_Task directions_
Please copy out the entries below exactly, beginning with the line that contains "Target: conifer tree" and ending with the line that contains "[locate] roadside vegetation", and include nothing outside that span.
BEGIN Input
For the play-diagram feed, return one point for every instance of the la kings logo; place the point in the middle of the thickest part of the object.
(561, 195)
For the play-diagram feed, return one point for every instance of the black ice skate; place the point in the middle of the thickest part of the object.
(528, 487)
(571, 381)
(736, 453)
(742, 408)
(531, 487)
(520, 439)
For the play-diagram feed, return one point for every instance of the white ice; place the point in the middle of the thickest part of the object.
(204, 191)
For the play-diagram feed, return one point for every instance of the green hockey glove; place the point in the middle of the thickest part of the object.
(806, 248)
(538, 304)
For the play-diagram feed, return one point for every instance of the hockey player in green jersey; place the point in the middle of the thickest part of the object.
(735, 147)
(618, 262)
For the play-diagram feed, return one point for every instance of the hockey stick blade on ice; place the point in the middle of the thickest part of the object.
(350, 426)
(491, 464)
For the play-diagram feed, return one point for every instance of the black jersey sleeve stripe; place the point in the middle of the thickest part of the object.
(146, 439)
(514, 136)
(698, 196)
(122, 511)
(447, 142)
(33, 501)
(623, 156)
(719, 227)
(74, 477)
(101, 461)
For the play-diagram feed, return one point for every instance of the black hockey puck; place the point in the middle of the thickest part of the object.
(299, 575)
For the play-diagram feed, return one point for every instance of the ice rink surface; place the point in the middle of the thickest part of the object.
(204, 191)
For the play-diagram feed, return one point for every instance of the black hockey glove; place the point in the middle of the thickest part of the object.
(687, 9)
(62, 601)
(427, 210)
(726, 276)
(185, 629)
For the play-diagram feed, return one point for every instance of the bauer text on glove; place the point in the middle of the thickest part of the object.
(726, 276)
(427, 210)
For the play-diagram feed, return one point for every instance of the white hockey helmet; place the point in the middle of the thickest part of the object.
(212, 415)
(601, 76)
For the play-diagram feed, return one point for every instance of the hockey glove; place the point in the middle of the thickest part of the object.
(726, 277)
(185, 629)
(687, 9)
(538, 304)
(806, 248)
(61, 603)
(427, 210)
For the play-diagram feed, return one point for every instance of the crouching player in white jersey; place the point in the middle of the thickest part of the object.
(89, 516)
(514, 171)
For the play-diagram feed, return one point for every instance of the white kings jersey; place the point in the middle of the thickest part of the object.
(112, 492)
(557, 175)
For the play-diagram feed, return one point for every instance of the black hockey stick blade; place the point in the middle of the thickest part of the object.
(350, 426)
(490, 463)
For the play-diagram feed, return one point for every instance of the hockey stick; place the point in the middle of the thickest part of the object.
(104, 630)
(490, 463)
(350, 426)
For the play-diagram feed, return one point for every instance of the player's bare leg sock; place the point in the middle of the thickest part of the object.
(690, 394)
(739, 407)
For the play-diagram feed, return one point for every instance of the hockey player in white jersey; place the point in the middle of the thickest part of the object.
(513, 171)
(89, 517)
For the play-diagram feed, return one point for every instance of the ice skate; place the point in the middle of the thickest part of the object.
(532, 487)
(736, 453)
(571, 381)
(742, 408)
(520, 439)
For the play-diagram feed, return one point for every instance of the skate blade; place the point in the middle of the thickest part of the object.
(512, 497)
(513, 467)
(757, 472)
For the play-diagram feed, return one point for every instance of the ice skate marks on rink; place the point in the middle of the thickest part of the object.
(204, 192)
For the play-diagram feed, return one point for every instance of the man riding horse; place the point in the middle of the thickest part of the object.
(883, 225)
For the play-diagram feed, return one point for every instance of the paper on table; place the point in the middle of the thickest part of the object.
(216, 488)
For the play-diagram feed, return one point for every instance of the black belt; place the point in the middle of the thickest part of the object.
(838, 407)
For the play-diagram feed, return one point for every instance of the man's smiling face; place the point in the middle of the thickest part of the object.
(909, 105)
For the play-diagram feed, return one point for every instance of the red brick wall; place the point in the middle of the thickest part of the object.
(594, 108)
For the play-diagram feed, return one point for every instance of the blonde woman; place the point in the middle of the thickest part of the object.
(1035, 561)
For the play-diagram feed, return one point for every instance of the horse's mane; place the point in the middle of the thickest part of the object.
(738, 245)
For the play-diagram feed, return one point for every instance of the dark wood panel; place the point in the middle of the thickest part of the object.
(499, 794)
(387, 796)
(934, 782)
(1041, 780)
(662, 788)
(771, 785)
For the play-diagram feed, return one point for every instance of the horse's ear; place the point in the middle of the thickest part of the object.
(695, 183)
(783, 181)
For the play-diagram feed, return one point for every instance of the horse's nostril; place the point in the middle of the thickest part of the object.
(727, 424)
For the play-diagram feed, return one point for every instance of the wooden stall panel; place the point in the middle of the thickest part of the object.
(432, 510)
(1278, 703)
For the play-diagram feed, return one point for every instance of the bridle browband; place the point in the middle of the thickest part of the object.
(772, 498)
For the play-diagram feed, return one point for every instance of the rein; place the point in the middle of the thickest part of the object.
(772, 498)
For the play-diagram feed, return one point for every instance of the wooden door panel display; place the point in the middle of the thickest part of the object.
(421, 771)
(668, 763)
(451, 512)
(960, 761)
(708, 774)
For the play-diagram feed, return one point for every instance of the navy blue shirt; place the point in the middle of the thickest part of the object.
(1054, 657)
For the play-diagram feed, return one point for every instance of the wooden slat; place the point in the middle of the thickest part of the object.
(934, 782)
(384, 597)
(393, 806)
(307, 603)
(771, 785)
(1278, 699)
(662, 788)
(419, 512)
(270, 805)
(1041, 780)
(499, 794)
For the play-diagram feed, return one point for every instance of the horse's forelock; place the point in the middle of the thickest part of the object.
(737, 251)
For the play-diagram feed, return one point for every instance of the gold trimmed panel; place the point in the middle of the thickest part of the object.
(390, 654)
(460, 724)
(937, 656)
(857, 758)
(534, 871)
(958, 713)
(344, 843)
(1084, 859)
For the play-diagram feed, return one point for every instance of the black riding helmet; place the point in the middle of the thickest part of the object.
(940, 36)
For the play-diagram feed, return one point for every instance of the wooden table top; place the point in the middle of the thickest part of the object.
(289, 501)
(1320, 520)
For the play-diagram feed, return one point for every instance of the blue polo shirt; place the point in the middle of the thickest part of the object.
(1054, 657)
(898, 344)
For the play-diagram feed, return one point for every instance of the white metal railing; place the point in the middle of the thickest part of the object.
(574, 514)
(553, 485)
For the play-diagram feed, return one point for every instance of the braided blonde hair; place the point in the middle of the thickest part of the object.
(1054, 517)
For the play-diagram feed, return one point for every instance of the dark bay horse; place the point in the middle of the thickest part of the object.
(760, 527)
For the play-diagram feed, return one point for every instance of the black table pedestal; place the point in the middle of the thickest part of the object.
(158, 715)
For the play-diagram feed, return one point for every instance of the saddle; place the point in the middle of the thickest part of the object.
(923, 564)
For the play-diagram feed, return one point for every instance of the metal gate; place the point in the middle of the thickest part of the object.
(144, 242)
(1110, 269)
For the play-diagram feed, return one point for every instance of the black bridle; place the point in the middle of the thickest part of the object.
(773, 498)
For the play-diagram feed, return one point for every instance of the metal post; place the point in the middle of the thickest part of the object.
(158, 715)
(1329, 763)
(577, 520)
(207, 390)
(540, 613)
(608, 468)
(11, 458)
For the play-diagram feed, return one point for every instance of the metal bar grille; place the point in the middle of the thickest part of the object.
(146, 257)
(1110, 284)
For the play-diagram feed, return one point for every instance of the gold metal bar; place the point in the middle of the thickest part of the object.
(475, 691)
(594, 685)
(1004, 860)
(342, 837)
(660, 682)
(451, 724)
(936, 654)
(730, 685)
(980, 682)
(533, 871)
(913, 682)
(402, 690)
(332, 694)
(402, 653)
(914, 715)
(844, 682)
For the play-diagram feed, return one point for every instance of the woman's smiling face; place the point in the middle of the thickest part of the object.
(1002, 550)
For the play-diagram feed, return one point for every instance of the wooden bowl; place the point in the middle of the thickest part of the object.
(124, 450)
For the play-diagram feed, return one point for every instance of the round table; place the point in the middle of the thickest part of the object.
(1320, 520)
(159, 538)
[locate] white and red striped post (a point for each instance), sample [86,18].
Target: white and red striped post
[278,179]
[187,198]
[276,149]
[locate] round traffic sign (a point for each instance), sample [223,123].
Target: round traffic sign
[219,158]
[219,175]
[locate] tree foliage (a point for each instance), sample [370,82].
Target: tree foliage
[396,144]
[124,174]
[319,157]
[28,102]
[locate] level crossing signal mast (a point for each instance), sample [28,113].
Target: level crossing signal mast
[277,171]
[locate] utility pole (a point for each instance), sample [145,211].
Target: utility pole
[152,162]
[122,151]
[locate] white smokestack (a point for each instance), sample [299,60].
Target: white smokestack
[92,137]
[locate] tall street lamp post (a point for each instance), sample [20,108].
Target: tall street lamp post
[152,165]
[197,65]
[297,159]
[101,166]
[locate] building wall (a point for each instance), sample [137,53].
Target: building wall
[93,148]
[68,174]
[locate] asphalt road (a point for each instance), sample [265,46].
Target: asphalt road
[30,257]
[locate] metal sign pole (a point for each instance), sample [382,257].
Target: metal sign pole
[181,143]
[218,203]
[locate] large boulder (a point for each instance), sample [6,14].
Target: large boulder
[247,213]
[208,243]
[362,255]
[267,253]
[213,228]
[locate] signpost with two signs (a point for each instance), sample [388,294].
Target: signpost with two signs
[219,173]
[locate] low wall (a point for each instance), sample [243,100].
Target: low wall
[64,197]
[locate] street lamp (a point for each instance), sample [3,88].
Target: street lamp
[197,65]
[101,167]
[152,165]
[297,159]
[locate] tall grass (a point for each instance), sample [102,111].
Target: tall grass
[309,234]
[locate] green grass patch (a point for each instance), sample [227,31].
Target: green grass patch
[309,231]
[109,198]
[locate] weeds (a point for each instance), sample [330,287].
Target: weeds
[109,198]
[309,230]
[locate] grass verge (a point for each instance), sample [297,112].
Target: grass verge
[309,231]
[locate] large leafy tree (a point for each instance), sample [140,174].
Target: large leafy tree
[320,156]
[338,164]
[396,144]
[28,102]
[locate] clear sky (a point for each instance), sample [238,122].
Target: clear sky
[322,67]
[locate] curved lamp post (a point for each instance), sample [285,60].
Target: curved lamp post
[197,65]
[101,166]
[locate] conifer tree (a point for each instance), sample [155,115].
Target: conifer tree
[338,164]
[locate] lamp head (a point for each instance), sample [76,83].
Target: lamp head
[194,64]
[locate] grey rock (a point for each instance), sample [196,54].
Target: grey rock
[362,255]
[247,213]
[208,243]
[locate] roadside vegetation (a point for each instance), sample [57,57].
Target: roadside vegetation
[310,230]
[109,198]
END Input
_Reply_
Target: conifer tree
[338,164]
[locate] lamp head (a point for each instance), sample [76,83].
Target: lamp head
[194,64]
[locate] grey rock (a point for each instance), sample [196,54].
Target: grey rock
[362,255]
[247,213]
[208,243]
[locate] roadside vegetation (a point for each instance), sample [57,57].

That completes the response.